## GIVEN DATA
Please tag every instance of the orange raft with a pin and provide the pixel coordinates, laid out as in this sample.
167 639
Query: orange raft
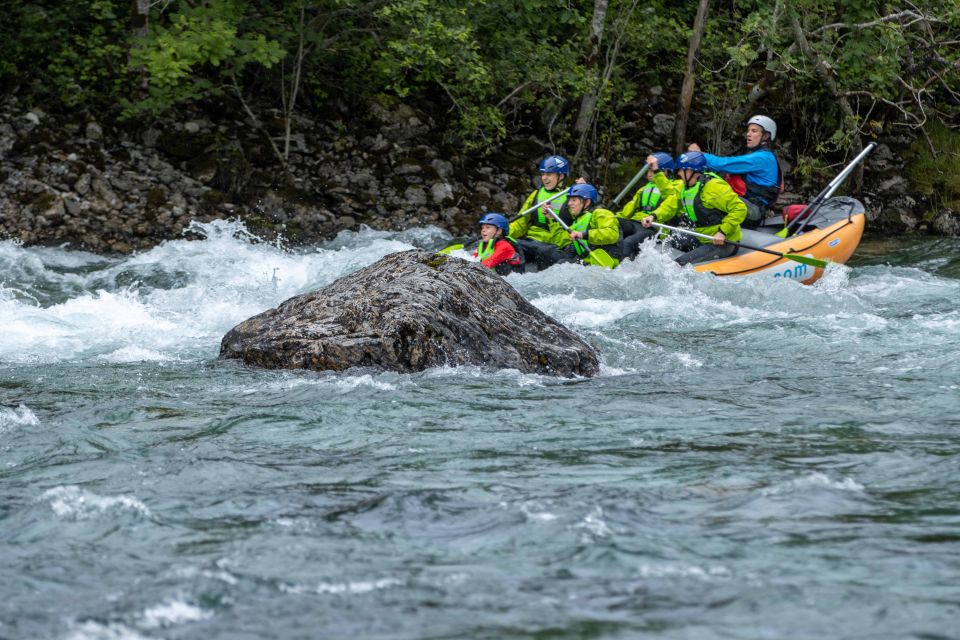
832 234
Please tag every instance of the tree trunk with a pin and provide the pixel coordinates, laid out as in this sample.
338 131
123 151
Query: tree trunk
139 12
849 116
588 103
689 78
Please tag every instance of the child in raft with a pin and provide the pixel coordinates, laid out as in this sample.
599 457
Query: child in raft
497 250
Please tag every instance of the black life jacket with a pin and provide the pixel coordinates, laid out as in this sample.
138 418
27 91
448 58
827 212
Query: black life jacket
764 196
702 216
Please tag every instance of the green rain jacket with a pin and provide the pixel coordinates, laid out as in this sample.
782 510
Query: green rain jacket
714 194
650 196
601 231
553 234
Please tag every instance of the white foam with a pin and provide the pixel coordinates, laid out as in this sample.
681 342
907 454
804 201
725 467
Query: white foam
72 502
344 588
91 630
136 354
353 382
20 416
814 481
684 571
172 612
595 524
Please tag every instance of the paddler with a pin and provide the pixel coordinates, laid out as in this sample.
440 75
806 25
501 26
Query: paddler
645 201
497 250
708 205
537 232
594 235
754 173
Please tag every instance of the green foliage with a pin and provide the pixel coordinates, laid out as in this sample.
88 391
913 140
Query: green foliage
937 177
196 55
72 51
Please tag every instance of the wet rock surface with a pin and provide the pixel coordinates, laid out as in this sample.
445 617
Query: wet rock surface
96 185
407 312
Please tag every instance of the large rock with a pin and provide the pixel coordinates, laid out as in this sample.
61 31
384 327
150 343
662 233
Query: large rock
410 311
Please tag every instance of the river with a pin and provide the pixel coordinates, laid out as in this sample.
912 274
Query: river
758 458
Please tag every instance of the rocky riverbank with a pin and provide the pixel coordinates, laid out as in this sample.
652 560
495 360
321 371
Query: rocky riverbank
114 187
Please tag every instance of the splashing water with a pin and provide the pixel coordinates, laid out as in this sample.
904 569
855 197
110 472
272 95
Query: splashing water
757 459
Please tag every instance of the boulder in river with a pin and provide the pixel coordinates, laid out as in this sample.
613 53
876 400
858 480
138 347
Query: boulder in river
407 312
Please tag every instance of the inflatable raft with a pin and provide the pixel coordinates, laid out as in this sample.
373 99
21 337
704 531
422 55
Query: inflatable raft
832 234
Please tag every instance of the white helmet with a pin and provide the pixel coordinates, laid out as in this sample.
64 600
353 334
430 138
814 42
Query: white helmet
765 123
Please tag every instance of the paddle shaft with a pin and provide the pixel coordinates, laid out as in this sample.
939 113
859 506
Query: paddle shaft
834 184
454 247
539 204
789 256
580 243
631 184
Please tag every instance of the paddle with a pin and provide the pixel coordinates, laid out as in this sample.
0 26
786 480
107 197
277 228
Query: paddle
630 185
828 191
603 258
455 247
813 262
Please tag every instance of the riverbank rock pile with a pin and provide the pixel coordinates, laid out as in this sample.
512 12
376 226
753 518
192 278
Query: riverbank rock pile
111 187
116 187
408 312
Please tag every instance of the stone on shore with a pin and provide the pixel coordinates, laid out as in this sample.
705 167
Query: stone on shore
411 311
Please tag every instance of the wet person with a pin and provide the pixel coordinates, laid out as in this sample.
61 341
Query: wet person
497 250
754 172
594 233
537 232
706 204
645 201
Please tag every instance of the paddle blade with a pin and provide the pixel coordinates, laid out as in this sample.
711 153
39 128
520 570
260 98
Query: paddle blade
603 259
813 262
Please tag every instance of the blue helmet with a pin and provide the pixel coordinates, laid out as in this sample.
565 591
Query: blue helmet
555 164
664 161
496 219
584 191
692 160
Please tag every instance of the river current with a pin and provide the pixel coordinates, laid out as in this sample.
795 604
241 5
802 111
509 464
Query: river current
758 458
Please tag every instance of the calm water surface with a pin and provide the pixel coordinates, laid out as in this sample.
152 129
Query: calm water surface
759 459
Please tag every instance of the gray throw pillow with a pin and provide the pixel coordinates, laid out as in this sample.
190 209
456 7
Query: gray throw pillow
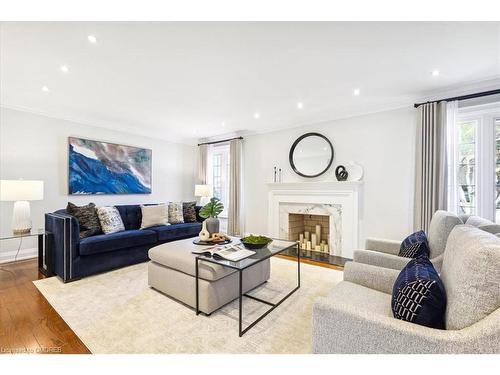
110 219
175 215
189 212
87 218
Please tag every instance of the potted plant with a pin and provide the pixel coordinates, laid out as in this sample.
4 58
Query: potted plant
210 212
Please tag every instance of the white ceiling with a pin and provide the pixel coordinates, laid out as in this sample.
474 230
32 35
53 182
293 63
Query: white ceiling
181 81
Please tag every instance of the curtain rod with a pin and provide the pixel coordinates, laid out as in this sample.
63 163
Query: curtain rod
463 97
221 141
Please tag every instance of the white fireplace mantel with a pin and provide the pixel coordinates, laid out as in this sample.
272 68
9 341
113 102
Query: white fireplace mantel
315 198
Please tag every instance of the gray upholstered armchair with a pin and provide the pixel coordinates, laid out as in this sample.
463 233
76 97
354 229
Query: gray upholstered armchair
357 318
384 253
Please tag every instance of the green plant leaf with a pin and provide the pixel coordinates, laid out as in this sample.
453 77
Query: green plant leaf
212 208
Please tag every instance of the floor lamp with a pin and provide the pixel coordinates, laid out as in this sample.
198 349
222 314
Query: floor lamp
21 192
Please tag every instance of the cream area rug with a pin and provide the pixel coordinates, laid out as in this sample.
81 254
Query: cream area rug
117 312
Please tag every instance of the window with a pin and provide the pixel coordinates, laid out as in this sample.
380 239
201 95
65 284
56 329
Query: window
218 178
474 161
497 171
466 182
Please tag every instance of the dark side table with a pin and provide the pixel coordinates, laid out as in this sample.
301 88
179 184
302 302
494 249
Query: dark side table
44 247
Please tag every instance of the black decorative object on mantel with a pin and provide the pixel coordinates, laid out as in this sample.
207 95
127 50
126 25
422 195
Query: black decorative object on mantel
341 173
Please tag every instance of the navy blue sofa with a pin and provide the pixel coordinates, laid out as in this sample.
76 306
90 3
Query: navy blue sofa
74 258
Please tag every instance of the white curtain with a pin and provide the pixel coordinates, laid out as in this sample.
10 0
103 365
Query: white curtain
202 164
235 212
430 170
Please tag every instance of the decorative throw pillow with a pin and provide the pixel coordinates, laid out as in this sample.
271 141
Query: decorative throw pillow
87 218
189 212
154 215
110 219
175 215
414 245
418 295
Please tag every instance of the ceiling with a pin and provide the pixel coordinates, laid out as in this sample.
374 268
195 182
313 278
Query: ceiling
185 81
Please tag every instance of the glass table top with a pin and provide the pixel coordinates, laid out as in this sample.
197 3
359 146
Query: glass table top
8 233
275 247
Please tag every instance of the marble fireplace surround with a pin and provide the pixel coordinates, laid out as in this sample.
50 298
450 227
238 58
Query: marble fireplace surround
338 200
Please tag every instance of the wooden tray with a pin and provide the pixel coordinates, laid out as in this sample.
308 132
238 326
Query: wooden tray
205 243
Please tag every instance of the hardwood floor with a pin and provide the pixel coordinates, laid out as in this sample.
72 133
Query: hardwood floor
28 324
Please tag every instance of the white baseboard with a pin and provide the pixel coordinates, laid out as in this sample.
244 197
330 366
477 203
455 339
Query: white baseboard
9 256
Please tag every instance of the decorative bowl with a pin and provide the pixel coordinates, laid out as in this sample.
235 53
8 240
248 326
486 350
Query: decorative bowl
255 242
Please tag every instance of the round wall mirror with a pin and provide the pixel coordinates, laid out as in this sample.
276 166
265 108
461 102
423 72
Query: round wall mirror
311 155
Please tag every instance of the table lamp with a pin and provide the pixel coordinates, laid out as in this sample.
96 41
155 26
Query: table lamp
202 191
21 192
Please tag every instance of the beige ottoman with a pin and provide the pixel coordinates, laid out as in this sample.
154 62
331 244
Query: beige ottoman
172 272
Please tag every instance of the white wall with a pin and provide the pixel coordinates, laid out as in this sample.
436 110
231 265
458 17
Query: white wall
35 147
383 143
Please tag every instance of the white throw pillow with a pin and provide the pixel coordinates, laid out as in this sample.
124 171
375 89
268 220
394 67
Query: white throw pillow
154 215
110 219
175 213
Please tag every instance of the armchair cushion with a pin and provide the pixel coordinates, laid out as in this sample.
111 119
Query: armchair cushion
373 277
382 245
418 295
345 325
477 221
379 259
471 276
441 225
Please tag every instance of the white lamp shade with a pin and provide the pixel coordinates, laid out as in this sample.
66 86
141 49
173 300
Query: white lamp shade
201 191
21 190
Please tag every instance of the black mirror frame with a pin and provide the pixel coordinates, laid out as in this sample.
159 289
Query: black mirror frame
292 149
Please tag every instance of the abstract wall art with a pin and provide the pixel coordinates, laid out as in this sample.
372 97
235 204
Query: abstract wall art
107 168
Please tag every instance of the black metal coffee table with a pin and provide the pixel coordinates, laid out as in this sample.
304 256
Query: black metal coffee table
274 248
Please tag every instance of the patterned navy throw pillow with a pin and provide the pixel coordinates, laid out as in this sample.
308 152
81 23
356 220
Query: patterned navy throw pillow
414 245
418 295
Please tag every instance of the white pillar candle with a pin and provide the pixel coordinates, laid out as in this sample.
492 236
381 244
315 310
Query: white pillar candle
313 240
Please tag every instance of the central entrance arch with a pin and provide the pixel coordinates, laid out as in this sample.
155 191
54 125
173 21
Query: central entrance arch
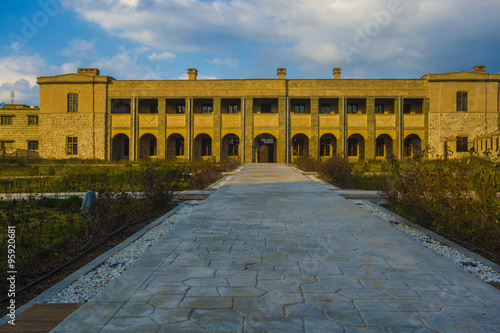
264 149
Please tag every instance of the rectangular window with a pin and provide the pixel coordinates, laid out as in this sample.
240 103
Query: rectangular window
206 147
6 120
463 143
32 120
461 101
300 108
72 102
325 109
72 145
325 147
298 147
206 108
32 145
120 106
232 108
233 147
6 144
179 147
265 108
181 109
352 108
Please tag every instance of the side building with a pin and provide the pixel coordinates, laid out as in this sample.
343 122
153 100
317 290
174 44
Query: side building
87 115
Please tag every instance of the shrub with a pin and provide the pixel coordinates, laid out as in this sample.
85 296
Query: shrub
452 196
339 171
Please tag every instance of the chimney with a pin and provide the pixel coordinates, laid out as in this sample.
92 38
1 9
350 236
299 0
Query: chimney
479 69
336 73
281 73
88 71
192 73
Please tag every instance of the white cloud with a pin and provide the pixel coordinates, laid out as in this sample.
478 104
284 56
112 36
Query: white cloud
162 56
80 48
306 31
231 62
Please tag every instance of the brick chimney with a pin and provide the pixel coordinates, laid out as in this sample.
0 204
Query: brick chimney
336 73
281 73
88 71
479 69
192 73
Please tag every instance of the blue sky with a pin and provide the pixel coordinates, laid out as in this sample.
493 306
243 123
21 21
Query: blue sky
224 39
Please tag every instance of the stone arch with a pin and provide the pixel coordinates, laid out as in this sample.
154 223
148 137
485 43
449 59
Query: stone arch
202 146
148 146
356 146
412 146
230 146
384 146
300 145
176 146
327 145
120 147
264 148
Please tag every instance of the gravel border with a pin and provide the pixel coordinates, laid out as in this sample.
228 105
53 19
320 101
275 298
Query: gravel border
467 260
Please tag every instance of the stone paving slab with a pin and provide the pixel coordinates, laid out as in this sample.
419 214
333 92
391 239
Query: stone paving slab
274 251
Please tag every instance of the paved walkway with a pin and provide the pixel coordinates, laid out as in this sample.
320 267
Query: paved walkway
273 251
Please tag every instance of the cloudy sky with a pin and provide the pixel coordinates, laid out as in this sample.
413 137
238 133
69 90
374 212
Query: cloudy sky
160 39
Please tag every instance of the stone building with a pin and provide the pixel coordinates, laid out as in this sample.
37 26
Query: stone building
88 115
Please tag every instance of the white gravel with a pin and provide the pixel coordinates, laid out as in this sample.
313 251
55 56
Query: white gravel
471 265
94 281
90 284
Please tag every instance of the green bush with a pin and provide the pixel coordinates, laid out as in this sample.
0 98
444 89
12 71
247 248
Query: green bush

## TASK INSTRUCTIONS
Produce an exact repeat of the lines from the one containing "Please tag every instance of the cloudy" through the last line of the data, and nothing more.

## REPLY
Please tag every instance of the cloudy sky with a pin and provide the pixel coordinates, laid out as in this sample.
413 137
238 133
69 90
374 212
Query: cloudy sky
160 39
Please tag every instance of the stone building with a pin and provide the pixel coordinates, laid out as in this sample.
37 26
Query: stone building
88 115
Please tag every instance of the white gravel with a pin and provide the pixel coordinates, laid out as in this sample.
313 251
55 56
Query: white gravel
471 265
94 281
90 284
Please tag every instance of the green bush with a pin and provide the pixel coordinates, laid out as in this sample.
0 98
444 89
12 71
247 248
Query: green bush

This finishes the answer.